----- Текст для чтения -----

Несчастья моих друзей не единожды отягощали меня, и я никогда не уклонялся от священной ноши: ныне мне воздается за это сторицей; глубокое чувство помогает мне сносить невзгоды, тем более тяжкие, что число их постоянно растет. Чем ближе подхожу я к могиле, тем явственнее ощущаю, что все, чем я дорожил в жизни, воплотилось в г‑же Рекамье, что к ней всегда тянулась моя душа. Воспоминания разных лет, грезы и явь смешались, переплелись, перепутались, и эта смесь очарования и тихой грусти приняла зримый облик г‑жи Рекамье. Она — владычица моих чувств, что же до счастья, покоя и благоденствия, они волею небес ожидают меня там, куда призывает меня долг *.

Я следовал за г‑жой Рекамье по тем тропам, которых эта странница едва касалась своею легкою стопой; вскоре мне предстоит опередить ее в ином странствии. Прогуливаясь по этим «Запискам», осматривая храм, который я спешу окончить, она набредет на часовню, ей посвященную; возможно, эта усыпальница придется ей по нраву: в ней запечатлен ее образ.

-----

__Задание 1__. Выпишите из листинга ниже все строки, в которых встречается строка "instance". Учитывайте регистр букв.

----- Входные данные -----

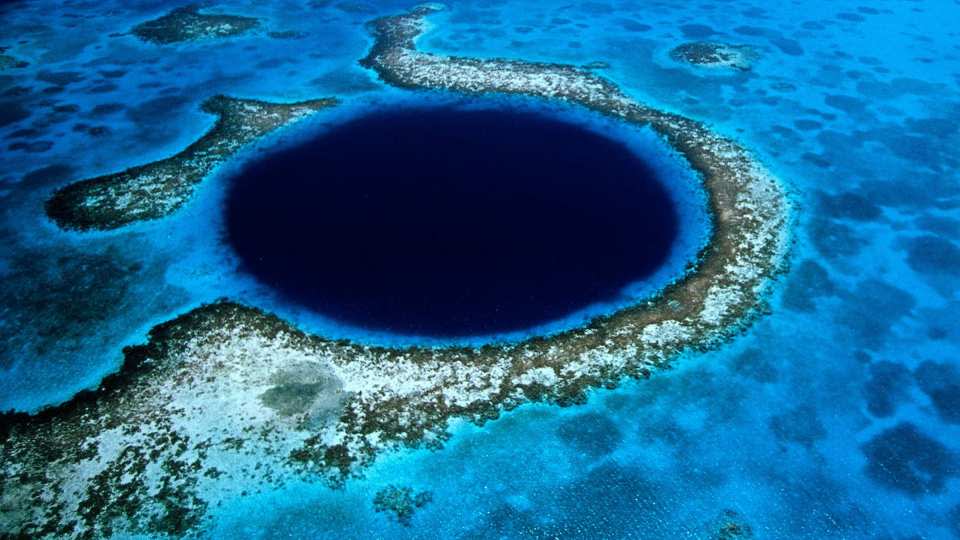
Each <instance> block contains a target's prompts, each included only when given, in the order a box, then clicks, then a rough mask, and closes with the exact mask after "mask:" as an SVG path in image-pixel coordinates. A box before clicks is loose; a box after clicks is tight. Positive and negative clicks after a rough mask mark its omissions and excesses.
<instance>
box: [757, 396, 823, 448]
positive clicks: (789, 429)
mask: <svg viewBox="0 0 960 540" xmlns="http://www.w3.org/2000/svg"><path fill="white" fill-rule="evenodd" d="M770 430H771V431H773V434H774V435H775V436H776V437H777V439H778V440H781V441H784V442H795V443H799V444H802V445H805V446H811V445H813V443H815V442H816V441H818V440H820V439H822V438H824V437H825V436H826V435H827V431H826V429H824V427H823V423H822V422H821V421H820V419H819V418H818V417H817V411H816V409H814V408H813V407H811V406H809V405H800V406H798V407H796V408H795V409H791V410H789V411H787V412H785V413H782V414H778V415H776V416H774V417H773V418H771V419H770Z"/></svg>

-----

__Задание 2__. Какой облик, согласно тексту о г‑же Рекамье, приняла смесь очарования и тихой грусти?

__Ваше решение 1__.
Each <instance> block contains a target's prompts, each included only when given, in the order a box, then clicks, then a rough mask, and closes with the exact mask after "mask:" as an SVG path in image-pixel coordinates. A box before clicks is loose; a box after clicks is tight. Positive and negative clicks after a rough mask mark its omissions and excesses.
<instance>

__Ваше решение 2__. Зримый облик г‑жи Рекамье.